- _Document extract_:
Manual Health Checks¶
In addition to automated health checks, you can manually check individual servers:
- Navigate to AI Platform > Configuration > MCP Servers
- Click on a specific MCP server
- Click the Check Health button
- View immediate health check results
Manual health checks: - Do NOT trigger status changes - Do NOT clear the MCP client cache - Provide immediate feedback for troubleshooting
Troubleshooting¶
Health Check Not Running¶
Verify Scheduled Job: 1. Navigate to Jobs > Scheduled Jobs 2. Find "MCP Server Health Check" 3. Verify: - Status is "Enabled" - Crontab is correct - Start time is in the past - User is "JobRunner"
Check Job Registration:
- Verify job appears in Jobs list
- Module: ai_ops.jobs.mcp_health_check
- Class: MCPServerHealthCheckJob
Server Stuck in Unhealthy Status¶
Verify Server Accessibility:
Expected response: HTTP 200
Common Issues: - Server is actually down - Network connectivity problems - Firewall blocking Nautobot → MCP server - Health endpoint path incorrect - SSL certificate issues (for external servers)
Temporary Override: If server is actually healthy but status is stuck: 1. Edit the MCP server 2. Manually set status to "Healthy" 3. Save changes 4. Monitor next health check cycle
All Health Checks Failing¶
Check Nautobot Server: - Network connectivity working? - DNS resolution working? - Firewall rules correct?

- _Requirements_: Reproduce the passage of the MCP server health-check documentation that runs between "Temporary Override: If" and "Firewall rules correct?", inclusive.

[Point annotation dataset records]
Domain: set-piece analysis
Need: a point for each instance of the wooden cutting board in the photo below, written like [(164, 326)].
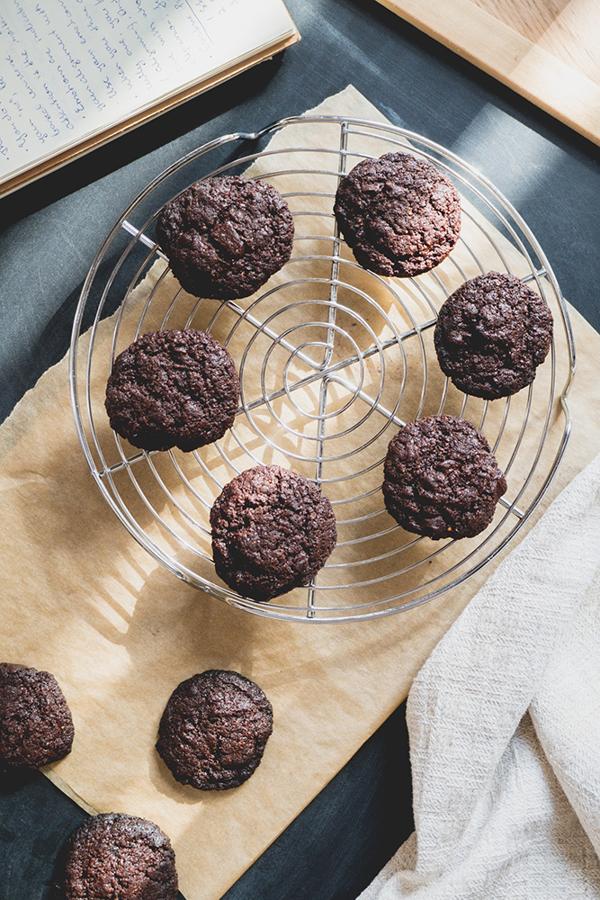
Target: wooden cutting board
[(546, 50)]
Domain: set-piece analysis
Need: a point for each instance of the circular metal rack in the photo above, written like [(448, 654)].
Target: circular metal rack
[(332, 360)]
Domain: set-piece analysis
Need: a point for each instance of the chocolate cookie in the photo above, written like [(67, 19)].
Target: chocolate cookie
[(272, 530), (399, 214), (226, 236), (118, 857), (214, 730), (173, 389), (492, 334), (35, 722), (441, 478)]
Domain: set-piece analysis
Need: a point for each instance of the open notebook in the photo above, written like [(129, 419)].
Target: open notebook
[(74, 75)]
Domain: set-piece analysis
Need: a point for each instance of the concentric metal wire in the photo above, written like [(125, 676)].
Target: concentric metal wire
[(332, 360)]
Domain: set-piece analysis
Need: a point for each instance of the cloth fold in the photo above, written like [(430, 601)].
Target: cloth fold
[(504, 725)]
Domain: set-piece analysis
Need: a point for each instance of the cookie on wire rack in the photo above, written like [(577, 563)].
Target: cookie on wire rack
[(399, 214), (272, 531), (441, 479), (226, 236), (173, 389), (491, 335)]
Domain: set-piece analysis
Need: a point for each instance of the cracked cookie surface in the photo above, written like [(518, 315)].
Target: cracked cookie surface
[(36, 726), (441, 478), (399, 214), (272, 530), (119, 857), (225, 237), (173, 389), (214, 730), (492, 334)]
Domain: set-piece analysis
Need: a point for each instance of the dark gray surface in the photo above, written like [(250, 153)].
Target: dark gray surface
[(51, 232)]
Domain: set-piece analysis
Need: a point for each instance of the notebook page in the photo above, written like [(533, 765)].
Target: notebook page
[(72, 68)]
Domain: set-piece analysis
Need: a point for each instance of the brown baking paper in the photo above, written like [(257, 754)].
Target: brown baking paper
[(81, 598)]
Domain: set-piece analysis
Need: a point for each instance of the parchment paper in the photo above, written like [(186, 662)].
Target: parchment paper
[(80, 598)]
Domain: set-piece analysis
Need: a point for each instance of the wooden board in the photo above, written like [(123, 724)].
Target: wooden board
[(546, 50)]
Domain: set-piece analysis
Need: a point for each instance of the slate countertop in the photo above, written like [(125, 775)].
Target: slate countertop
[(49, 234)]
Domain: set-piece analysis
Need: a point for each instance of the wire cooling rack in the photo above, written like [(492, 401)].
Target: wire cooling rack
[(332, 360)]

- _Exercise result_:
Temporary Override: If server is actually healthy but status is stuck: 1. Edit the MCP server 2. Manually set status to "Healthy" 3. Save changes 4. Monitor next health check cycle
All Health Checks Failing¶
Check Nautobot Server: - Network connectivity working? - DNS resolution working? - Firewall rules correct?